» **Work to complete**: Wherever the string "puddle" turns up in the data, copy the whole line.

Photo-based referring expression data

***

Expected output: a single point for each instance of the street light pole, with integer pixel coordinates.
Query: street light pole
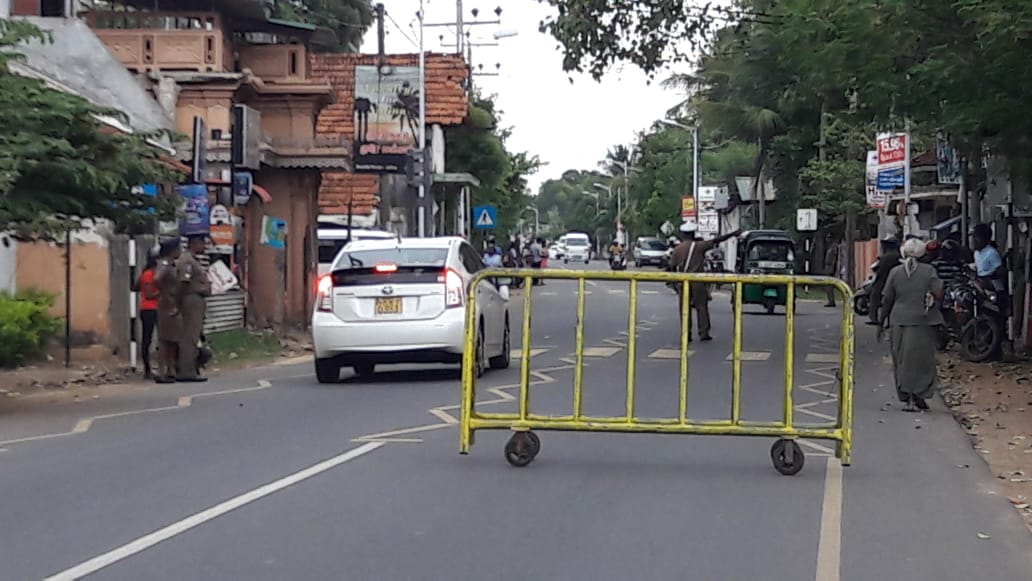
(696, 173)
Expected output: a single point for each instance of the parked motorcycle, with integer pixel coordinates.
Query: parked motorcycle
(974, 319)
(618, 260)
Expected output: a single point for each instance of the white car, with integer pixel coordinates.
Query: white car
(578, 249)
(404, 301)
(332, 237)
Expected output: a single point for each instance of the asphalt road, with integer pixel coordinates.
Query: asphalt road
(267, 475)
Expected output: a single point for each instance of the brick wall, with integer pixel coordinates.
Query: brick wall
(446, 104)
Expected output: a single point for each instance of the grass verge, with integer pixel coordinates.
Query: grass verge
(239, 346)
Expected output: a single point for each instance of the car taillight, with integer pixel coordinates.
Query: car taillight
(453, 289)
(324, 299)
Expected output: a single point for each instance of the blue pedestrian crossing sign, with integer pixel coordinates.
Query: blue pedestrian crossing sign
(485, 217)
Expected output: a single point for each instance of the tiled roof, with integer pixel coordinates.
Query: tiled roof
(340, 187)
(446, 104)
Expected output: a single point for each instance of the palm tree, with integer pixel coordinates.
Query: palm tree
(406, 109)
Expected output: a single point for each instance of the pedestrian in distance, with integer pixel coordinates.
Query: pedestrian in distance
(492, 254)
(194, 289)
(149, 294)
(831, 267)
(888, 260)
(537, 257)
(689, 256)
(910, 314)
(169, 315)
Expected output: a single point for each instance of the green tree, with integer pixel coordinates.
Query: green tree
(478, 147)
(348, 19)
(59, 164)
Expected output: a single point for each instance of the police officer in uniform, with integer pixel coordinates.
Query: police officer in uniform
(169, 313)
(689, 256)
(195, 289)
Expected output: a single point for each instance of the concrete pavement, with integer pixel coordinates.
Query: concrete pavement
(217, 489)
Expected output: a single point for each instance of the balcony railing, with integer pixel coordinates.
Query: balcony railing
(146, 41)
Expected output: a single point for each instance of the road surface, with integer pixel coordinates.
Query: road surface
(265, 474)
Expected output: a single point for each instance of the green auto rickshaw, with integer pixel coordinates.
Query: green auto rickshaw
(766, 252)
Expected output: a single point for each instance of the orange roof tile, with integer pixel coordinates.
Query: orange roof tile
(340, 187)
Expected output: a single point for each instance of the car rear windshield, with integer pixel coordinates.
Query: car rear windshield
(389, 264)
(328, 250)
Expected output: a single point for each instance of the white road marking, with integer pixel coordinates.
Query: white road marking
(750, 356)
(96, 563)
(830, 541)
(668, 354)
(601, 351)
(518, 353)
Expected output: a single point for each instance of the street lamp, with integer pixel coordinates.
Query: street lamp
(696, 182)
(619, 224)
(598, 243)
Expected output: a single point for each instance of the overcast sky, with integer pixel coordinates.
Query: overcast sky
(569, 126)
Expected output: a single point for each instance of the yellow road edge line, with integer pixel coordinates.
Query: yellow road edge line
(830, 541)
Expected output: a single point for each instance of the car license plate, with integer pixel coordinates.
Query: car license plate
(390, 305)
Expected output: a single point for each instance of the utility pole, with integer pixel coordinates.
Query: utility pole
(760, 191)
(696, 173)
(421, 207)
(380, 32)
(906, 182)
(458, 26)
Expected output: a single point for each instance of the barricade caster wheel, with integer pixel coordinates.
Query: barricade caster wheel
(787, 457)
(521, 448)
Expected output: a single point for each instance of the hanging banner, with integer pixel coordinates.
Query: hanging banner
(273, 232)
(874, 197)
(193, 214)
(687, 206)
(892, 150)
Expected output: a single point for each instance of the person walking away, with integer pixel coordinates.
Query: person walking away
(689, 256)
(149, 294)
(989, 265)
(910, 313)
(831, 267)
(492, 255)
(889, 259)
(195, 289)
(169, 315)
(536, 258)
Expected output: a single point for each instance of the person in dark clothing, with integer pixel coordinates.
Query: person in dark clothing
(889, 259)
(831, 268)
(689, 256)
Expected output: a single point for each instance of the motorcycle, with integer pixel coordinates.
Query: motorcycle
(618, 261)
(862, 298)
(974, 319)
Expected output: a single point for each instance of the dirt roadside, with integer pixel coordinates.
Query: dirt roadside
(993, 401)
(95, 367)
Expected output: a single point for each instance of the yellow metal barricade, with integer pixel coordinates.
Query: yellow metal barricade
(785, 453)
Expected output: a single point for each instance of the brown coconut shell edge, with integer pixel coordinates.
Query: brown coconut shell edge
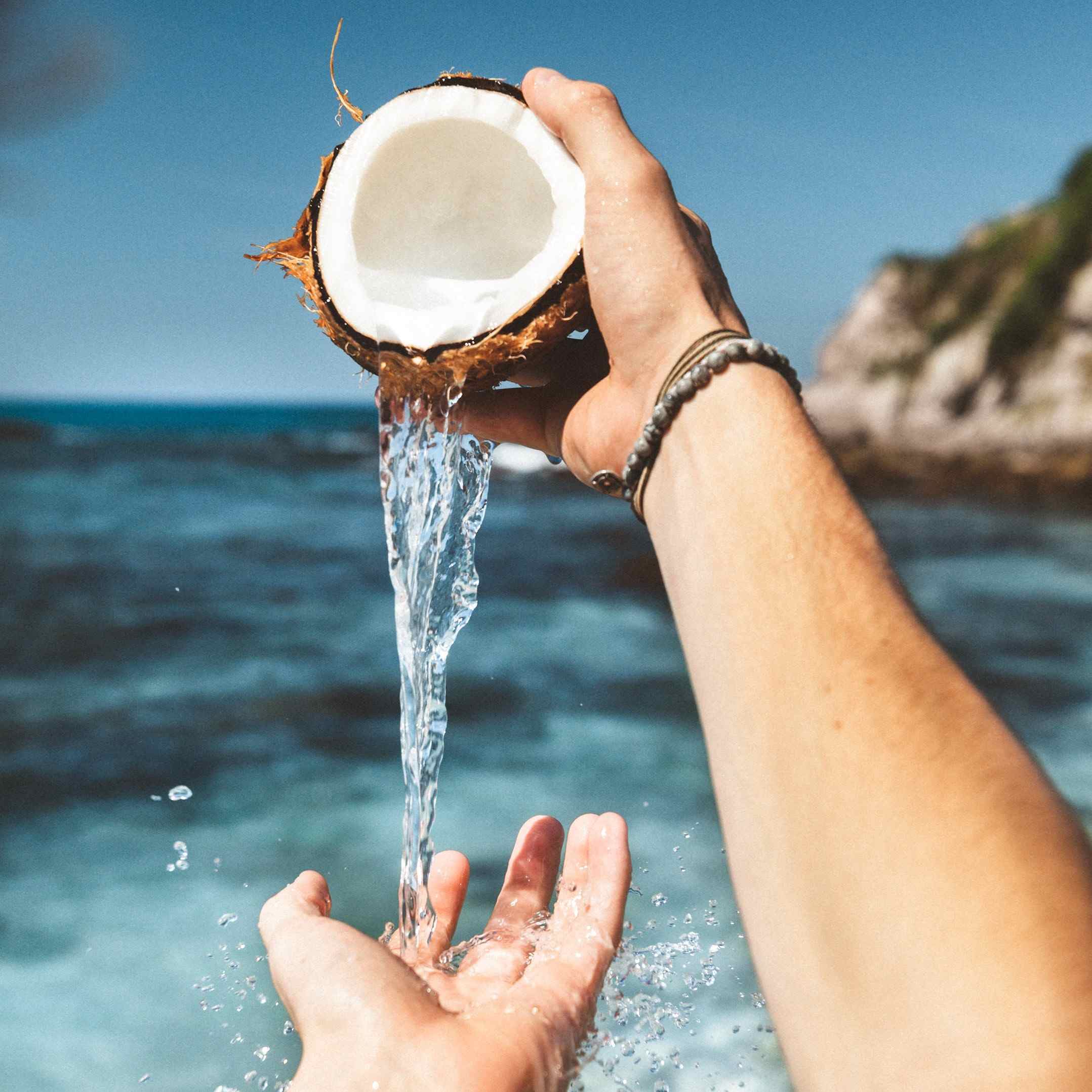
(474, 365)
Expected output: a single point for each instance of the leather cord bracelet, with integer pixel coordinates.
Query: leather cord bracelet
(708, 356)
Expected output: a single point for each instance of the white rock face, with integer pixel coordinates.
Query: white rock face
(944, 406)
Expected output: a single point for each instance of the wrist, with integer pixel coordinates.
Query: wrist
(720, 439)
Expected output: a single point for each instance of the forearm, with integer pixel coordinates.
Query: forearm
(914, 893)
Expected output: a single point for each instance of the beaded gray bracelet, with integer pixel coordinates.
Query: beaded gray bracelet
(707, 357)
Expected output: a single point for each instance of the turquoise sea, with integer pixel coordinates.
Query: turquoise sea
(198, 595)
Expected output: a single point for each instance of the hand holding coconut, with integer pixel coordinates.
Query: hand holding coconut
(887, 832)
(655, 281)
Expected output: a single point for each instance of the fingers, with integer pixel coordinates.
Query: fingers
(532, 872)
(536, 416)
(609, 874)
(447, 892)
(589, 120)
(532, 416)
(306, 897)
(527, 892)
(588, 921)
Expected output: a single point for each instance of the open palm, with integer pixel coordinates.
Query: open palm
(509, 1018)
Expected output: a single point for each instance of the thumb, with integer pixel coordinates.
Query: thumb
(589, 120)
(308, 896)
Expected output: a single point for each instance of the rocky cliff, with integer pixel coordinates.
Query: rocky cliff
(972, 372)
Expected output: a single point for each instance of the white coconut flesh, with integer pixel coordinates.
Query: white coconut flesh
(447, 213)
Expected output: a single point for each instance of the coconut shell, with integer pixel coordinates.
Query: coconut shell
(475, 365)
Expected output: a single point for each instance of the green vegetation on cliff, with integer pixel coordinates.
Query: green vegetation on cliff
(1013, 272)
(1030, 311)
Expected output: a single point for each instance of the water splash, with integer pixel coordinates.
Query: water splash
(434, 481)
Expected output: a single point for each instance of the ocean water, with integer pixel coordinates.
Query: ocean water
(199, 596)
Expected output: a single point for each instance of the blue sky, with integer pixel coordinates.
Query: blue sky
(814, 139)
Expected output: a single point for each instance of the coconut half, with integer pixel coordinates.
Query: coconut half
(442, 244)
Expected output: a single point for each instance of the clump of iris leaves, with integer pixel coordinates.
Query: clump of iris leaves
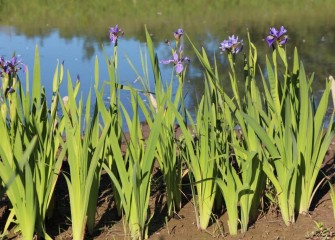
(236, 148)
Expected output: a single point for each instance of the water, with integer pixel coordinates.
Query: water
(77, 37)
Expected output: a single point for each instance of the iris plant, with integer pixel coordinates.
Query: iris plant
(11, 66)
(177, 60)
(115, 33)
(232, 45)
(178, 34)
(277, 37)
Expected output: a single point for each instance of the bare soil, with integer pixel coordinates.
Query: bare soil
(269, 225)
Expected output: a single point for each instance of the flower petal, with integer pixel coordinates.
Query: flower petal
(179, 67)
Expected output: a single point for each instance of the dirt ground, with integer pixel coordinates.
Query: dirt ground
(182, 226)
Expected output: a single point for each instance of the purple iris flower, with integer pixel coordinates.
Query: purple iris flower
(11, 66)
(232, 45)
(177, 61)
(114, 33)
(276, 36)
(177, 34)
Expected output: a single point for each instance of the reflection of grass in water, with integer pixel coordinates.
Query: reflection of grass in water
(92, 18)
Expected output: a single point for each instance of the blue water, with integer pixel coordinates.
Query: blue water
(53, 50)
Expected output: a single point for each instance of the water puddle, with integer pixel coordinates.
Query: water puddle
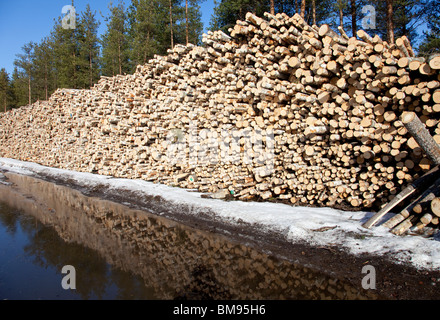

***

» **Response box**:
Expected output: a single point for each instance of the water puddle, with integer pixel coordinates.
Query: water puddle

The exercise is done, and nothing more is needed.